* **Objectives**:
1. In the forum thread on the electric car conversion motor, what voltage and current is the Kelly controller rated at?
2. Retype the forum thread on the electric car conversion motor from "Wouldn't you? I" up to and including "inductance if possible?".
3. Write what comes next in the forum thread on the electric car conversion motor, picking up after its final sentence.

I don't know what this motor is capable of, or what it is being designed for here, but "Complete Electric Car Conversion Kit/Highway Capable" sounds like a stretch, with no data to support those claims.

I know if I had dyno'd it I would sure as hell would share a graph with motor voltage/current, battery current/voltage, shaft torque/rpm and case temp, both continuous and peak, at different voltages, not just make promises. 

Wouldn't you? I don't think they tested it properly, or even got their story straight. 

i.e. lets assume your battery has whatever voltage it needs to supply 550 amps (82nm) at 6000 rpm to the motor, that adds up to 70hp. 82nm (60 ftlbs) is weaksauce though without significant gearing, "ok" for a motorcycle with a 5:1 ratio (300 pounds of thrust, 85mph peak). 

So the kelly is 96v @ 600 amps, but the motor is only 550 peak, so at best it is 70hp. Plus the motor is listed as 50kw @120v so there is an "impedance mismatch", it might do 100hp at 144v&550a for all we know (does curtis do a PM controller for 144v/550a, or only induction?)

*Pessoa*, can you spin the motor at, say 1000 rpm (or a known rpm) and report the ac phase to phase voltage and rpm (no electrical load)? Also can you measure phase to phase resistance, and inductance if possible?


----------



## Pessoa (Sep 24, 2017)

Yes, I will test it thoroughly 
But I can't right now. For sure I will inform whatever I can.

* **Records supplied**:
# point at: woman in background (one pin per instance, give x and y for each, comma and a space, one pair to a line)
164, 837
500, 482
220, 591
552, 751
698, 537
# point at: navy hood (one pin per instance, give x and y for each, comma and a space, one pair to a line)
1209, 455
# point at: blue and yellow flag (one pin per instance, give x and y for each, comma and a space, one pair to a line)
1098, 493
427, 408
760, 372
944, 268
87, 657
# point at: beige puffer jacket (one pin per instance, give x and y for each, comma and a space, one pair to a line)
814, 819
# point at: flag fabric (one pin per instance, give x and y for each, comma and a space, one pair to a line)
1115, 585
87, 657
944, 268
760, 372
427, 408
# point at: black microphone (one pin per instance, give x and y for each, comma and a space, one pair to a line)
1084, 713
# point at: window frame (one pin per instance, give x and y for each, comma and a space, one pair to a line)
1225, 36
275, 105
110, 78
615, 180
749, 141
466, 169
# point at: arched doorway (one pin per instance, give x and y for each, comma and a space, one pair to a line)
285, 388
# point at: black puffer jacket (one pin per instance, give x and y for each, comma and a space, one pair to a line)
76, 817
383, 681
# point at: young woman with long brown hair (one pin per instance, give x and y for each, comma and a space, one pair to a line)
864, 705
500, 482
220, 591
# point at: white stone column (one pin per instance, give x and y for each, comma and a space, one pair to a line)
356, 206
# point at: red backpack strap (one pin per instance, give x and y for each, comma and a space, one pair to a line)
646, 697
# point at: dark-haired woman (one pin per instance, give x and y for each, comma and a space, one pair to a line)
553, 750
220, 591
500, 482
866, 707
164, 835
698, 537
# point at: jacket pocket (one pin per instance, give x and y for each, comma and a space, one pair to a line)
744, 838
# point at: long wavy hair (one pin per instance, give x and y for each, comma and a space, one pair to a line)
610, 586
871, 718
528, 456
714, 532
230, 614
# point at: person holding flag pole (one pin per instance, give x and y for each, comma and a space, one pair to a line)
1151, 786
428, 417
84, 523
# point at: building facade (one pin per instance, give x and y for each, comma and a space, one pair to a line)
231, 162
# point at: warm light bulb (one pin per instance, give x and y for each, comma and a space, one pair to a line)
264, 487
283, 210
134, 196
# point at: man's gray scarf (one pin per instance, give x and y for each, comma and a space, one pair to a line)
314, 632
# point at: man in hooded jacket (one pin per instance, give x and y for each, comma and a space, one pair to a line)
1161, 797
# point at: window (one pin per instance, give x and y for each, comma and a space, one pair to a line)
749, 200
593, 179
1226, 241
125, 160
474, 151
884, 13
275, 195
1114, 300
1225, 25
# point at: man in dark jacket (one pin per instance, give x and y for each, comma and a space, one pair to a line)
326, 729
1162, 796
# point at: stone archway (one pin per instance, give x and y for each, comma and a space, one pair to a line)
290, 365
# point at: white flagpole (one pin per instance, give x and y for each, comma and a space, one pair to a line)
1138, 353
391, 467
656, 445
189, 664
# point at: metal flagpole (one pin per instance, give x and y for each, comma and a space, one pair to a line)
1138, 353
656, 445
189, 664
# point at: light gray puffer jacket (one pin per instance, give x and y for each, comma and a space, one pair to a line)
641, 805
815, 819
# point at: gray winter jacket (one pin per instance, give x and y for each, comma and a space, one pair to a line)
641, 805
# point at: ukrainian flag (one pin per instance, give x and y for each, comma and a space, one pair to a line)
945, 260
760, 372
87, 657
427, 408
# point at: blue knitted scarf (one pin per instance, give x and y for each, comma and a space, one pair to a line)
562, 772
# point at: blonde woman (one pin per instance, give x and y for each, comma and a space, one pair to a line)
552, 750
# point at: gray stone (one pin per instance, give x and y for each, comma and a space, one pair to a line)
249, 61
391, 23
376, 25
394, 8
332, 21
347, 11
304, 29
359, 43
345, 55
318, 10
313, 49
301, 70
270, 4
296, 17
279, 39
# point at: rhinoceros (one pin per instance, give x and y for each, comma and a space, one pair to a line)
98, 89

--

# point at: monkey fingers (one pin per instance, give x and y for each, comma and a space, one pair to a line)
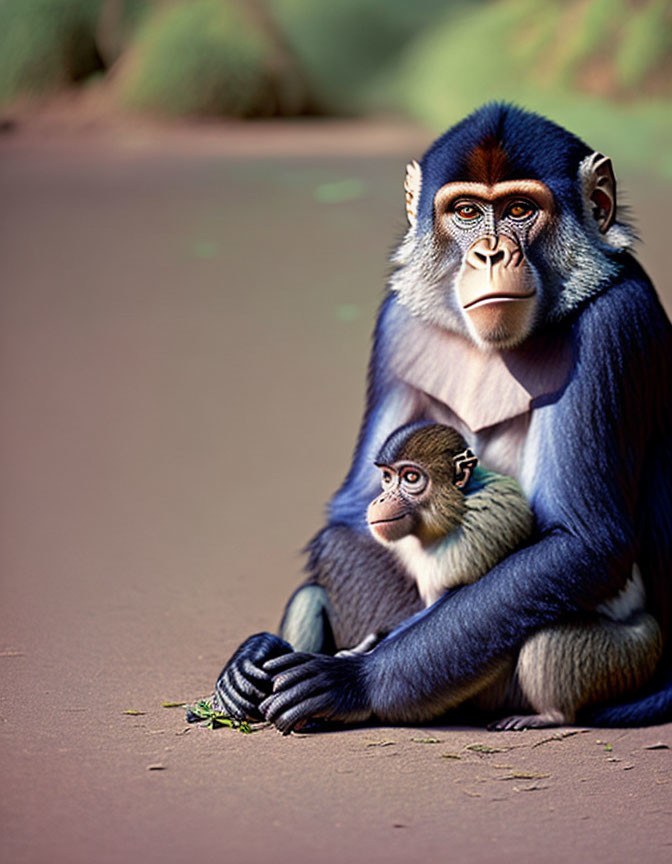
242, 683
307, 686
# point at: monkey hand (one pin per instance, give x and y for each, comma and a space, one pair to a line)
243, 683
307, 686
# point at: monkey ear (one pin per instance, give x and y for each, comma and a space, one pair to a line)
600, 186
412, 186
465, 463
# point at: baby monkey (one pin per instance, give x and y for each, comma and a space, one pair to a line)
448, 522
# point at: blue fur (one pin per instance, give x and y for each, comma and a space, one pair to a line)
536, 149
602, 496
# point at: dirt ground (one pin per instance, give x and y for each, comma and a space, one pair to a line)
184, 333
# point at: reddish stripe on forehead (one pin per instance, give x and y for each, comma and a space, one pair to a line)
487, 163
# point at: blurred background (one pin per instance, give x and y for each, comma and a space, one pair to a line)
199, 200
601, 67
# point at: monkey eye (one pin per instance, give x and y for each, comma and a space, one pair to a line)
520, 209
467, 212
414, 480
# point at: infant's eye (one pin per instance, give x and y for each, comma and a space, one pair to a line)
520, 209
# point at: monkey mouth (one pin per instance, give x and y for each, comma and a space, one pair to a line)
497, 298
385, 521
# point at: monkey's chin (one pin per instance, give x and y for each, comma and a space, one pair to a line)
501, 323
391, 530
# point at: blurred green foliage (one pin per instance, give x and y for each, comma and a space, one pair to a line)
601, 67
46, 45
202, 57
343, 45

==

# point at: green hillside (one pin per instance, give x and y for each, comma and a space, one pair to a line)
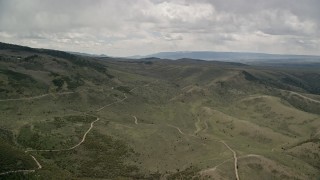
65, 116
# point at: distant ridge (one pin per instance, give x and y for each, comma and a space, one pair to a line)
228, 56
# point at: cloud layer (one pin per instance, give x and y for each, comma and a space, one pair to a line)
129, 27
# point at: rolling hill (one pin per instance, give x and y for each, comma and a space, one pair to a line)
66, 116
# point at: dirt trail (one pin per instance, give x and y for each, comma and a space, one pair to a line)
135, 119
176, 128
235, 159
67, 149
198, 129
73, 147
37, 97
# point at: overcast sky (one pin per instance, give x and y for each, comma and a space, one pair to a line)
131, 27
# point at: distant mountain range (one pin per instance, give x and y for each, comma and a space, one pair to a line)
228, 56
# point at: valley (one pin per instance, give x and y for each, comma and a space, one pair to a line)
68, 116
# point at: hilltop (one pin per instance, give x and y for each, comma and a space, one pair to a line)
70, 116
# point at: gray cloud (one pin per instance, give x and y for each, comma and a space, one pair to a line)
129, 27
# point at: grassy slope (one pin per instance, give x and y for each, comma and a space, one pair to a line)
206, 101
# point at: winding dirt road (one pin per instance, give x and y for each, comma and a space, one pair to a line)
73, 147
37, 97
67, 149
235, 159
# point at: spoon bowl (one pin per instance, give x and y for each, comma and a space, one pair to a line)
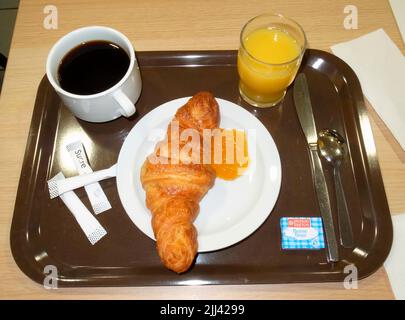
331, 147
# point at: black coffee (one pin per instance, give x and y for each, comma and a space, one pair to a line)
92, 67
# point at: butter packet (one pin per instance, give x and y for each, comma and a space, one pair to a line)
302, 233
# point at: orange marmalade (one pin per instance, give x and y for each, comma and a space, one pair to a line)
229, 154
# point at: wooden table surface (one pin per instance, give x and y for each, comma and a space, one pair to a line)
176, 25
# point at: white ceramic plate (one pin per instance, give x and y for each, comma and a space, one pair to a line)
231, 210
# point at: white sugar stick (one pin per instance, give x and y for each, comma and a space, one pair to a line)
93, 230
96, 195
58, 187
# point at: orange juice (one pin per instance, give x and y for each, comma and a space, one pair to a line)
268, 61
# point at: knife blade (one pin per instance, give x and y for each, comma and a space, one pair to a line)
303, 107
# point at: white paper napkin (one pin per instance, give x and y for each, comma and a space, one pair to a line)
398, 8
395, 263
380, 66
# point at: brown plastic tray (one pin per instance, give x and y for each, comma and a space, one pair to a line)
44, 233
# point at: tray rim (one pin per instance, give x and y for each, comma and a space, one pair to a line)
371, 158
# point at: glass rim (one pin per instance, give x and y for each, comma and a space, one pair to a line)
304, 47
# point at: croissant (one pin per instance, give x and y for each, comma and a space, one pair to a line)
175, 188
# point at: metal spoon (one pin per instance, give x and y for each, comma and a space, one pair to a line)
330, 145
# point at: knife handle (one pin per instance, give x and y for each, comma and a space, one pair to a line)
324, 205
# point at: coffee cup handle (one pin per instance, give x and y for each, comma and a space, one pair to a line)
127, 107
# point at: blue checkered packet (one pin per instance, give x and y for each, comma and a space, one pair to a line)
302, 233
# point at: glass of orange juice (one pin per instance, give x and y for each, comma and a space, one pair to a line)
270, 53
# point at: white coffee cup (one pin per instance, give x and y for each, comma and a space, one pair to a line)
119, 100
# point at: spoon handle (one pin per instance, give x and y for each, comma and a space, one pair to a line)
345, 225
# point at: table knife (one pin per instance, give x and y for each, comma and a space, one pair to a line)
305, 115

* **Expected answers**:
1. 96 volts at 600 amps.

2.
Wouldn't you? I don't think they tested it properly, or even got their story straight. 

i.e. lets assume your battery has whatever voltage it needs to supply 550 amps (82nm) at 6000 rpm to the motor, that adds up to 70hp. 82nm (60 ftlbs) is weaksauce though without significant gearing, "ok" for a motorcycle with a 5:1 ratio (300 pounds of thrust, 85mph peak). 

So the kelly is 96v @ 600 amps, but the motor is only 550 peak, so at best it is 70hp. Plus the motor is listed as 50kw @120v so there is an "impedance mismatch", it might do 100hp at 144v&550a for all we know (does curtis do a PM controller for 144v/550a, or only induction?)

*Pessoa*, can you spin the motor at, say 1000 rpm (or a known rpm) and report the ac phase to phase voltage and rpm (no electrical load)? Also can you measure phase to phase resistance, and inductance if possible?

3.
After my purchase, I contacted motenergy and was promptly answered that clients/companies have their own tests and are confidential ? 

Furthermore they make custom orders, this particular one is 96v and 240/250amp(not sure now) continuous

The cooling recommend is 50/50 water/glicol 6 LPM

I really understand you guys, but the ebay vendor has been outstanding, with all questions I have, with unprecedented support. He will go an extra mile for us, "diy EV's" 

I know it could be more info there. 
I will help with whatever I can, all of you.


----------



## dcb (Dec 5, 2009)

Pessoa said:


> I really understand you guys, but the ebay vendor has been outstanding, with all questions I have, with unprecedented support. He will go an extra mile for us, "diy EV's"


That remains for us to see. Does he have any more detailed testing info and motor specifications? Do we know if 96v is battery voltage or rms voltage? What rpm would you see 70hp at? Does it do any field weakening?

I mean until it is validated, everything he says "cough5polecough" could be crap.

controller docs
http://kellycontroller.com/kls96601-8080ips24v-96v600asinusoidal-bldc-motor-controller-p-1386.html
8080ips 96v/600a


----------



## major (Apr 4, 2008)

dcb said:


> That remains for us to see. Does he have any more detailed testing info and motor specifications? Do we know if 96v is battery voltage or rms voltage? What rpm would you see 70hp at? Does it do any field weakening?
> 
> I mean until it is validated, everything he says "cough5polecough" could be crap.
> 
> ...


Feature #22 on the controller: Supports motors with any number of poles.

And what's the deal putting a fuse on the controller positive input terminal? Like it's going to protect the controller? The main fuse needs to be in the battery compartment. So a input controller fuse is redundant. Looks like a 32V slow blow anyway.

And that meter shunt on the negative input looks like a real piece of precision; not.

Kelly continues to amaze me; as in a negative way.

major


----------



## Pessoa (Sep 24, 2017)

Anyways, proven technology is a luxury I can't afford.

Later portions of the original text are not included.